++++ Excerpted data ++++

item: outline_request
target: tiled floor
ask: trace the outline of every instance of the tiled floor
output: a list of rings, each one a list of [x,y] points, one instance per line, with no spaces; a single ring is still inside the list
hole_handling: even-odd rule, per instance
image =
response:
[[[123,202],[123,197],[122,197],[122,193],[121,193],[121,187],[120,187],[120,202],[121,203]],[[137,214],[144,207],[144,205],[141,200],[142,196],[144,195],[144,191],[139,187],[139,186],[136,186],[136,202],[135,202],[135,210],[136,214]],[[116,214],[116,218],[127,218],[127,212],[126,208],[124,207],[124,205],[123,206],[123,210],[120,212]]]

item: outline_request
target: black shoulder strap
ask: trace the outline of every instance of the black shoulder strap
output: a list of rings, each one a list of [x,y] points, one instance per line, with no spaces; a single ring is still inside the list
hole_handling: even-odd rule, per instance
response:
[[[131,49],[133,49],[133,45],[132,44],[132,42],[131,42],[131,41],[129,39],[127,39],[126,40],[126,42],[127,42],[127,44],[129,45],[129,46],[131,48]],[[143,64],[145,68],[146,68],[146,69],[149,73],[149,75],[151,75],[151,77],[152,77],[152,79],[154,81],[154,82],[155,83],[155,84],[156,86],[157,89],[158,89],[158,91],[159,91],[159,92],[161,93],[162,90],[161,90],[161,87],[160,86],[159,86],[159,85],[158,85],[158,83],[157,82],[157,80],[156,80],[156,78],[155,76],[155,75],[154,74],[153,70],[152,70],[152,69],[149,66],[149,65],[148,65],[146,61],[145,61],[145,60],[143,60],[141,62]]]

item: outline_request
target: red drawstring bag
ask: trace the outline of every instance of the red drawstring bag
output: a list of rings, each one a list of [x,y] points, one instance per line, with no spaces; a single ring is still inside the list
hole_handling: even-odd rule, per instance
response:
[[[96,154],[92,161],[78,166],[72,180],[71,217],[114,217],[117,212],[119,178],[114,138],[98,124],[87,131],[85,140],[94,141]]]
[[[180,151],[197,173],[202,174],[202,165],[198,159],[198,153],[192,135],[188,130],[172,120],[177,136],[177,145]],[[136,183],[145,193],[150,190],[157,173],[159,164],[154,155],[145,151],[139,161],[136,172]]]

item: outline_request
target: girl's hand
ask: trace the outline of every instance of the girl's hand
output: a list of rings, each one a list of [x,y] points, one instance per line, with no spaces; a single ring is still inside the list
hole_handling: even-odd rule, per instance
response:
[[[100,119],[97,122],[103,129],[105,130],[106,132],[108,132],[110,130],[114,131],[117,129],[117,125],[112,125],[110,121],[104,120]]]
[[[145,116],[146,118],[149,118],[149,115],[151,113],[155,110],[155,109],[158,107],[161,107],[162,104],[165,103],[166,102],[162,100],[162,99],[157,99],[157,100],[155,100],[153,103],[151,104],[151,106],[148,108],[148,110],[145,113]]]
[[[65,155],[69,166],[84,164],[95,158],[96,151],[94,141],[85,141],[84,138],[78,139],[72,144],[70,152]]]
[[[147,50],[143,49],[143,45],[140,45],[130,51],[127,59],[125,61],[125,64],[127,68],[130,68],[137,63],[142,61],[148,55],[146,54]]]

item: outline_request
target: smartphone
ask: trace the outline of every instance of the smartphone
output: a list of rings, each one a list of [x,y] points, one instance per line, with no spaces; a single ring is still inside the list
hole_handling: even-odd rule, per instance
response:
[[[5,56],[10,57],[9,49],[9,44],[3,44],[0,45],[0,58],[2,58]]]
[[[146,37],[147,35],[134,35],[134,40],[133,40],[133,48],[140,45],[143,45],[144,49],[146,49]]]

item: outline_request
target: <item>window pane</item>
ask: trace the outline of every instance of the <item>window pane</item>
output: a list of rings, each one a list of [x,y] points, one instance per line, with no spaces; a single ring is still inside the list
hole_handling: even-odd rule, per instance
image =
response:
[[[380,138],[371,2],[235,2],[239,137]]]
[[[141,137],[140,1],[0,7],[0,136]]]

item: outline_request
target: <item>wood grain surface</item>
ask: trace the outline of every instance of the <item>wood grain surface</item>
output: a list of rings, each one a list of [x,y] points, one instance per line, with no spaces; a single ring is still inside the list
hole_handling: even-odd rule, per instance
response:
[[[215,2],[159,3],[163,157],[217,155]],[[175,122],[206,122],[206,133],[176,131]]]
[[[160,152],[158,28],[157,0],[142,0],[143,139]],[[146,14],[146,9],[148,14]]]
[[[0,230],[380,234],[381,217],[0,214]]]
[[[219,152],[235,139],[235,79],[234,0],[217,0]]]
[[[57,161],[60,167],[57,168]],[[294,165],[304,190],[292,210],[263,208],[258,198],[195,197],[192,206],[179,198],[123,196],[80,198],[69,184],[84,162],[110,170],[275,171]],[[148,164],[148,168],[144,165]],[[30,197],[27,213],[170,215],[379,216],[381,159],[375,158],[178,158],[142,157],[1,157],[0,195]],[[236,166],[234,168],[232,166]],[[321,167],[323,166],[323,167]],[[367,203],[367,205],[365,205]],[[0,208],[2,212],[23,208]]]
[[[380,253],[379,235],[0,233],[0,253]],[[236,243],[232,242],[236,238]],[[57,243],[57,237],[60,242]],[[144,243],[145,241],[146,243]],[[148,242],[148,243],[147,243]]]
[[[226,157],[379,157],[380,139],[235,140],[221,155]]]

++++

Problem statement: Write out every entry verbatim.

Problem solution:
item: outline_request
target: tiled floor
ask: trace the outline of every instance of the tiled floor
output: a list of rings, each one a list of [x,y] points, one instance per line, with no spaces; a single ring is still inside the list
hole_handling: even-odd rule, per instance
image =
response:
[[[123,202],[123,197],[122,197],[122,193],[121,193],[121,187],[120,187],[120,202],[121,203]],[[137,214],[144,207],[144,205],[141,200],[142,196],[144,195],[144,191],[139,187],[139,186],[136,186],[136,202],[135,202],[135,210],[136,214]],[[116,214],[116,218],[127,218],[127,212],[126,208],[124,207],[124,205],[123,206],[123,210],[120,212]]]

item: outline_request
target: black shoulder strap
ask: trace the outline of every instance of the black shoulder strap
output: a list of rings, each one a list of [x,y] points, one instance per line, with no spaces; a single ring is still inside the list
hole_handling: even-odd rule, per instance
response:
[[[131,49],[133,49],[133,45],[132,44],[132,42],[131,42],[131,41],[129,39],[127,39],[126,40],[126,42],[127,42],[127,44],[129,45],[129,46],[131,48]],[[143,64],[145,68],[146,68],[146,69],[149,73],[149,75],[151,75],[151,77],[152,77],[152,79],[154,81],[154,82],[155,83],[155,84],[156,86],[157,89],[158,89],[158,91],[159,91],[159,92],[161,93],[162,90],[161,90],[161,87],[160,86],[159,86],[159,85],[158,85],[158,83],[157,82],[157,80],[156,80],[156,78],[155,76],[155,75],[154,74],[153,70],[152,70],[152,69],[149,66],[149,65],[148,65],[146,61],[145,61],[145,60],[143,60],[141,62]]]

item: outline_request
target: red drawstring bag
ask: trace the outline of every instance of the red drawstring bag
output: a list of rings, each one a list of [x,y] points, one instance per line, with no spaces; a single ring is still inside the list
hole_handling: even-odd rule, per instance
response:
[[[96,154],[92,161],[78,166],[72,180],[71,217],[114,217],[117,212],[119,178],[114,138],[98,124],[87,131],[85,140],[94,141]]]
[[[180,151],[197,173],[202,174],[202,165],[198,159],[198,153],[192,135],[188,130],[172,120],[177,136],[177,145]],[[136,183],[145,193],[150,190],[157,173],[159,164],[154,155],[145,151],[139,161],[136,172]]]

item: outline_request
target: girl's hand
ask: trace the outline of every instance of the girl's hand
output: a list of rings, each one a list of [x,y] points, one instance per line, with no spaces; a single ring is still inside the list
hole_handling: even-odd rule, per instance
response:
[[[100,119],[97,122],[103,129],[105,130],[106,132],[108,132],[110,130],[114,131],[117,129],[117,125],[112,125],[110,121],[104,120]]]
[[[145,116],[146,118],[149,118],[149,115],[151,113],[155,110],[155,109],[158,107],[161,107],[162,104],[165,103],[166,102],[162,100],[162,99],[157,99],[157,100],[155,100],[153,103],[151,104],[151,106],[148,108],[148,110],[145,113]]]
[[[65,155],[69,166],[84,164],[95,158],[96,151],[94,141],[85,141],[84,138],[78,139],[72,144],[70,152]]]
[[[147,50],[143,49],[143,45],[140,45],[130,51],[127,59],[125,61],[125,64],[127,68],[130,68],[137,63],[142,61],[148,55],[146,54]]]

item: outline_request
target: smartphone
ask: trace the outline of every instance of the smartphone
output: a list of rings, each one a list of [x,y] points, one instance per line, with no spaces; a single ring is still inside the list
hole_handling: even-odd rule, per instance
response:
[[[5,56],[10,57],[9,49],[9,44],[3,44],[0,45],[0,58],[2,58]]]
[[[146,37],[147,35],[134,35],[134,40],[133,40],[133,48],[140,45],[143,45],[144,49],[146,49]]]

item: outline_request
target: <item>window pane</item>
ask: trace the outline of every instance of the <item>window pane</item>
output: a list of rings, each one a list of [x,y] points, one instance per line, with no spaces; a single ring is still inside the list
hole_handling: even-odd rule, per instance
image =
response:
[[[380,138],[371,2],[235,2],[239,137]]]
[[[141,137],[140,1],[0,7],[0,136]]]

item: outline_request
target: <item>wood grain surface</item>
ask: trace the outline of every instance of the <item>wood grain surface</item>
output: a list of rings, each one a list of [x,y] points, one instance per line, with no spaces; a single ring is still inside the list
hole_handling: even-odd rule, per instance
response:
[[[215,2],[159,3],[163,157],[217,155]],[[175,122],[206,122],[206,133],[176,131]]]
[[[160,152],[158,28],[157,0],[142,0],[143,139]],[[146,14],[146,9],[148,14]]]
[[[0,230],[380,234],[381,217],[0,214]]]
[[[219,152],[235,139],[235,79],[234,0],[217,0]]]
[[[57,161],[60,167],[57,168]],[[294,165],[304,190],[292,210],[263,208],[258,198],[195,197],[192,206],[179,198],[123,196],[80,198],[69,184],[84,162],[110,170],[275,171]],[[148,164],[148,168],[144,165]],[[30,197],[27,213],[170,215],[379,216],[381,159],[375,158],[178,158],[142,157],[1,157],[0,195]],[[236,166],[234,168],[232,166]],[[321,167],[323,166],[323,167]],[[367,203],[367,205],[365,205]],[[0,208],[2,212],[23,208]]]
[[[380,253],[379,235],[0,233],[0,253]],[[236,243],[232,242],[236,238]],[[57,243],[57,237],[60,242]],[[144,243],[145,241],[146,243]],[[148,242],[148,243],[147,243]]]
[[[226,157],[379,157],[380,139],[235,140],[221,155]]]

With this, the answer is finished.